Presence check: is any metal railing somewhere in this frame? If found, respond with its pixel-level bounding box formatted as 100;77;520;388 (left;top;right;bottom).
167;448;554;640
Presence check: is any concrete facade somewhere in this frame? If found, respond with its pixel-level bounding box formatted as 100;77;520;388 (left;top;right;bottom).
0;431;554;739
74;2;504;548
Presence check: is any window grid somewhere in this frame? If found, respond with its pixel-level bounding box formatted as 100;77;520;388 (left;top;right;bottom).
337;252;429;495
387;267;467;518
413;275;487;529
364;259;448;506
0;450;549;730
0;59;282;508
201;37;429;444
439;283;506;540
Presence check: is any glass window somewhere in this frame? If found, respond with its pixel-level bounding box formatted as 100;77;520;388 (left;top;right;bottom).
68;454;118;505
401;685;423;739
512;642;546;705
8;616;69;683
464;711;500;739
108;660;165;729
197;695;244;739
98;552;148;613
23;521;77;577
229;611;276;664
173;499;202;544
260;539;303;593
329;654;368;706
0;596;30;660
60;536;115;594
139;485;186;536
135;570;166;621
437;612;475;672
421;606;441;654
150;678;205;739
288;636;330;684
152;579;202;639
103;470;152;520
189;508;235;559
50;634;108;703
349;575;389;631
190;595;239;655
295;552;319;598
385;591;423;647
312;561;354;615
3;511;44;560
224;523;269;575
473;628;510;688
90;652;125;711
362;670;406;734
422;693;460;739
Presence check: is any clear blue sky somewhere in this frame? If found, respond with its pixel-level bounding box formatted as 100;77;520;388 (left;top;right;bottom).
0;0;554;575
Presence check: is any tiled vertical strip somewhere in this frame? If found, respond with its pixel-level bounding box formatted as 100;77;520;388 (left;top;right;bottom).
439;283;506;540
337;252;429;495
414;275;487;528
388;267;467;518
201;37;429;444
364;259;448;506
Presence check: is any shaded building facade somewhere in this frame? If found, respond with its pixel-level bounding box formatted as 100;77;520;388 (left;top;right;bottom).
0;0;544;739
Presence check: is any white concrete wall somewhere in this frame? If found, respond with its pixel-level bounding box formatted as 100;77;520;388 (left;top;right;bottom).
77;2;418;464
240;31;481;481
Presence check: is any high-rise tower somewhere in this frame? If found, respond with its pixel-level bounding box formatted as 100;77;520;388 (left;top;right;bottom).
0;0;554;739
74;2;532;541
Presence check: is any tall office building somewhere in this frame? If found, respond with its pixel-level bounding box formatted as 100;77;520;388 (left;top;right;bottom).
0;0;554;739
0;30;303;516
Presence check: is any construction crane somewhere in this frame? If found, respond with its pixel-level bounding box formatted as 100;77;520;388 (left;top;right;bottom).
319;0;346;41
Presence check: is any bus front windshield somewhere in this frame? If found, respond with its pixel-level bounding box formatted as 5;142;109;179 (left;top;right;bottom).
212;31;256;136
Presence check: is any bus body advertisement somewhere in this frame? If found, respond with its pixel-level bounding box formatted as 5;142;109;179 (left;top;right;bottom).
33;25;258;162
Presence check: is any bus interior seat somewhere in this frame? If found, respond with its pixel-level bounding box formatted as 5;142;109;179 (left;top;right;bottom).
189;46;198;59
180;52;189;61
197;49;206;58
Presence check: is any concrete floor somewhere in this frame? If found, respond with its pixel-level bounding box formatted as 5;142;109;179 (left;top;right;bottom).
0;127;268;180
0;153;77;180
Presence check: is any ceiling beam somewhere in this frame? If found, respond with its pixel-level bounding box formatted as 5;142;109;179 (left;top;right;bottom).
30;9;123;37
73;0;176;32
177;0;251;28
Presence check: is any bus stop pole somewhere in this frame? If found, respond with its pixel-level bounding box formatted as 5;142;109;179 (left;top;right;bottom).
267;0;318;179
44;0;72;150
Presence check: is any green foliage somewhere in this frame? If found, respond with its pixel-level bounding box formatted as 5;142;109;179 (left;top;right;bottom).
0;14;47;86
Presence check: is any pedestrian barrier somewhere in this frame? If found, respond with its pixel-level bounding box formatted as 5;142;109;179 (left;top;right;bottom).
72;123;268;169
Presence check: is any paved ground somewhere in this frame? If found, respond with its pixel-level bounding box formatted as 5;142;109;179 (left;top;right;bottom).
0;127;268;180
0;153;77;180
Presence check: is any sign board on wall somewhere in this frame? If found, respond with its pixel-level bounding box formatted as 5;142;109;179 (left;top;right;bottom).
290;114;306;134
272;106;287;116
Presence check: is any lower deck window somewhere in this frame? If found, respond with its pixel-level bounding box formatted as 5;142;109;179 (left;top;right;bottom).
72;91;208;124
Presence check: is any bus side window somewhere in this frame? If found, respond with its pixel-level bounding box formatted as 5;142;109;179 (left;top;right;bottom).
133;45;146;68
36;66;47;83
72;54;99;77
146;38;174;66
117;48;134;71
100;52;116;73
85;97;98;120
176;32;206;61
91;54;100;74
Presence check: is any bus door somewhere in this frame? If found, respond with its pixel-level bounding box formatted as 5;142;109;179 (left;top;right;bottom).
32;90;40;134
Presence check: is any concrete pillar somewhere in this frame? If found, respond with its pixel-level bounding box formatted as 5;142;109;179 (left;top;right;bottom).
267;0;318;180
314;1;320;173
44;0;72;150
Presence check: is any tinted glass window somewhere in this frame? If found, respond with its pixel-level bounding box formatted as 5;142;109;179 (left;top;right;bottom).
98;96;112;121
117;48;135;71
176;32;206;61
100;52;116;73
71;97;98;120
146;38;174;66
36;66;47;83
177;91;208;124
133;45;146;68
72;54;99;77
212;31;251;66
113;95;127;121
■ ■ ■ ■ ■ ■ ■
EXERCISE DESCRIPTION: Copy out every entry above word for word, leaving nothing out and changing nothing.

WORKED SOLUTION:
Presence check: is any metal railing somewhere in this frame? If found, respond with its pixel-level bounding box formatted as 100;77;520;388 (left;top;right;bottom).
167;448;554;640
Presence check: is any concrete facade somewhere in this frame? If found, respond with its pixel-level bounding box formatted as 100;77;520;388 (left;top;right;bottom).
0;431;554;739
74;2;504;548
Presence check: is any window grid somewhere in this frame? If found, respond with its pixel-level bounding box formatted as 100;77;520;388 (left;top;right;bottom).
337;252;429;495
387;267;467;518
413;275;487;529
364;259;448;506
0;450;549;730
0;59;282;508
201;37;429;444
439;283;506;540
Presence check: is any glass window somewhere in this frame? If found, respond with its pixel-level bounding box formatted as 100;77;520;388 (left;top;right;bottom).
68;454;118;505
401;685;423;739
512;642;546;705
8;616;69;683
464;711;500;739
108;660;165;729
197;695;244;739
98;552;148;613
23;521;77;577
229;611;276;664
173;499;202;544
260;539;303;593
329;654;368;706
0;596;30;660
60;536;115;594
139;485;186;536
135;570;166;621
437;612;475;672
421;606;441;654
150;678;205;739
288;636;330;684
152;579;202;639
103;470;152;520
189;508;235;559
50;634;108;703
349;575;389;631
190;595;239;655
295;552;319;598
385;591;423;647
312;561;354;615
3;511;44;560
224;523;269;575
473;628;510;688
90;652;125;711
362;670;406;734
422;693;460;739
Presence check: is any clear blue sky somewhere in this frame? If found, respond with its pixel-level bounding box formatted as 100;77;520;388 (left;top;right;bottom).
0;0;554;575
Presence check: is any tiled vertical strip somewhere in this frame? If found, respond with its pixel-level bounding box formatted as 100;77;520;388 (left;top;right;bottom).
439;283;506;540
337;252;429;495
414;275;487;528
388;267;467;518
201;37;429;444
364;259;448;506
Presence check: is any shaded building facade somewhere in this frame? If found, respond with its pixel-level bounding box formatted as 100;77;520;388 (left;top;right;bottom).
0;0;544;739
Presence check: is any white concrete wall somewhere in this frame? If found, respond with its pixel-level bounding box formatted as 100;77;520;388 (left;top;right;bottom).
77;2;418;464
240;31;481;481
Presence check: is any high-rise tower somewhere in this frame? If found, respond with its pixel-level bounding box formatted as 100;77;520;388 (left;top;right;bottom).
0;0;554;739
74;2;532;541
Presence check: is any tall office building somewhere in this frame? If found, respond with its pixel-level bounding box formatted as 100;77;520;388 (left;top;right;bottom).
0;0;554;739
0;30;303;516
Presence check: is any construction crane somewhere in this frame? If found, respond with its pixel-level bounding box formatted as 100;77;520;388 (left;top;right;bottom).
319;0;346;41
Presence check: is any bus front windshield somewhere in this frame? If found, respond with its pixel-level bounding box formatted as 5;142;109;179 (left;top;right;bottom).
212;31;256;136
Presence check: is any bus body advertisement somewhere in this frame? If found, respond with its pixel-level bounding box formatted as 5;142;109;179 (left;top;right;bottom).
33;25;258;162
Presence check: is any bus interior seat somewhere in this frame? If found, respond with its pixel-level bounding box formatted as 5;142;109;179 (left;top;right;bottom).
189;46;198;59
180;52;189;61
197;49;206;58
Presence check: is any concrete floor somewhere in this frame? If found, respond with its pixel-level bounding box formatted as 5;142;109;179 (left;top;right;bottom).
0;127;268;180
0;153;77;180
Presence check: is any ceiling beam somewhere in this frame? If found, respond with its pixel-level bounding box formatted as 5;142;109;179 (left;top;right;bottom).
30;9;123;37
73;0;176;32
177;0;251;28
Presence check: is any bus stop pole somewhere in this frame? If found, respond with its pixel-level bounding box formatted as 5;142;109;179 (left;top;right;bottom).
267;0;318;179
44;0;72;150
Presence check: is any green foliage somewhere in this frame? If found, respond with its pixel-level bounding box formatted as 5;142;109;179 (left;top;right;bottom).
0;14;47;86
Presence check: is any pedestrian barrier somewhere in this frame? If found, respond with its pixel-level bounding box formatted as 5;142;109;179 (left;top;right;bottom).
72;123;268;169
Presence check: is any paved ground somewhere in this frame? If found, respond with its pixel-level bounding box formatted as 5;142;109;179 (left;top;right;bottom).
0;127;268;180
0;153;77;180
Presence check: is any sign board on wall somewhere in this frame? If found, respond with its pixel-level bounding box formatted as 5;142;109;179 (left;top;right;bottom).
290;114;306;134
272;106;287;116
Presence check: is any lower deck window somewhere in this frame? If found, respond with its pixel-level bounding box formatted as 5;142;109;179 (left;top;right;bottom).
72;91;208;124
Presence check: is any bus side window somewhere in this frame? If found, respond with its pixel-level bounding box formatted as 5;142;109;179 (left;top;right;bottom).
133;45;146;68
36;66;47;83
72;54;99;77
146;38;174;66
117;48;134;71
100;52;116;73
85;97;98;120
176;32;206;61
91;54;100;74
Presence check: is any bus door somewhere in this frame? If found, respond with its pixel-level bounding box formatted as 5;142;109;179 (left;top;right;bottom).
32;90;40;134
Presence check: is any concrete pillar somewhere in this frame? If found, respond with its pixel-level bounding box formatted as 5;142;109;179 (left;top;right;bottom).
267;0;318;180
314;1;320;173
44;0;72;150
Presence check: is any tinted glass window somewhere in this frame? If found, respond with its pixel-level bounding box formatted as 5;142;109;179 (left;top;right;bottom).
98;96;112;121
117;48;135;71
176;32;206;61
100;52;116;73
71;97;98;120
146;38;174;66
36;66;47;83
177;91;208;124
133;45;146;68
72;54;99;77
212;31;251;66
113;95;127;121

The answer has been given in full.